◆ **What the exercise asks**
Reproduce the listing below verbatim, leaving out the pictures.

Point labeling samples
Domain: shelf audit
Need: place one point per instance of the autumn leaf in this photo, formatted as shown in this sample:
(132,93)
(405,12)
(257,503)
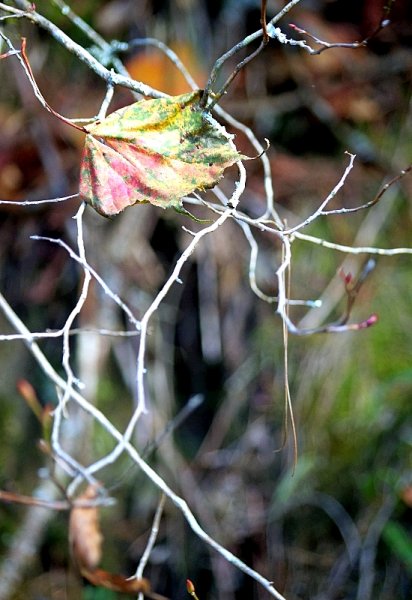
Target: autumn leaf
(86,548)
(153,151)
(84,532)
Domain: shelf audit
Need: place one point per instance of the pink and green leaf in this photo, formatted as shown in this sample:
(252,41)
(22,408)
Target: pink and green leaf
(153,151)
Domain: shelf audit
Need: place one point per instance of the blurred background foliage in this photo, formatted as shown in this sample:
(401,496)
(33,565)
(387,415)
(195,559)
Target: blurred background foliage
(338,525)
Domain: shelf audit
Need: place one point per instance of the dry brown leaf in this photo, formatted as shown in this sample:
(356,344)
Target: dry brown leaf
(84,532)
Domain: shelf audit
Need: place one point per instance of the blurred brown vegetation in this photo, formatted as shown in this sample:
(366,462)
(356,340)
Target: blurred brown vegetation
(338,526)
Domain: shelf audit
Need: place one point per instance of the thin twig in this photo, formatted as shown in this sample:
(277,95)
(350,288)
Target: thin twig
(150,542)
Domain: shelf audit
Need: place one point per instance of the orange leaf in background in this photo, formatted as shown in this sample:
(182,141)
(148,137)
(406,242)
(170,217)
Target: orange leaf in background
(155,69)
(117,583)
(84,532)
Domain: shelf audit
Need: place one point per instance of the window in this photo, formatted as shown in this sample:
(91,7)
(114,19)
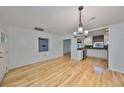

◆ **Reply to the task**
Domain: shelf audit
Need: place one point per instance of the autumn leaf in this photo, formatted as shown in this sample:
(132,93)
(405,12)
(257,503)
Target: autumn leaf
(86,548)
(153,151)
(84,532)
Domain: shelf audit
Need: place one point per instance of the pink and green leaf in this photo, formatted as shown in this sample:
(252,41)
(22,408)
Target: pink and green leaf
(153,151)
Domain: shelf audit
Need: place one point per instance of the blurred background foliage in this photo, formatted as shown in this sample:
(401,496)
(33,565)
(387,415)
(195,559)
Target: blurred background foliage
(338,525)
Domain: shelf audit
Need: place one point per instance of the dry brown leaf in this photo, formatted as shown in this sample:
(356,344)
Target: dry brown leaf
(84,532)
Domain: shelf audit
Need: place one point per instance of the blurred brown vegetation in this photo, formatted as shown in this sample:
(366,462)
(356,340)
Target: blurred brown vegetation
(338,526)
Domain: shelf audit
Need: place one point per instance of the thin twig in this photo, formatted as shown in this sample:
(277,95)
(350,288)
Target: thin twig
(150,542)
Domain: shelf audit
Need: place one point per instance of the orange leaf in background in this photo, formatted as shown in this sample:
(182,141)
(148,137)
(406,242)
(170,217)
Target: orange leaf in background
(155,69)
(117,583)
(84,532)
Domain: shelf audit
Need: place one point per instance of the window in this photo, formatted as shown in this sample:
(91,7)
(114,19)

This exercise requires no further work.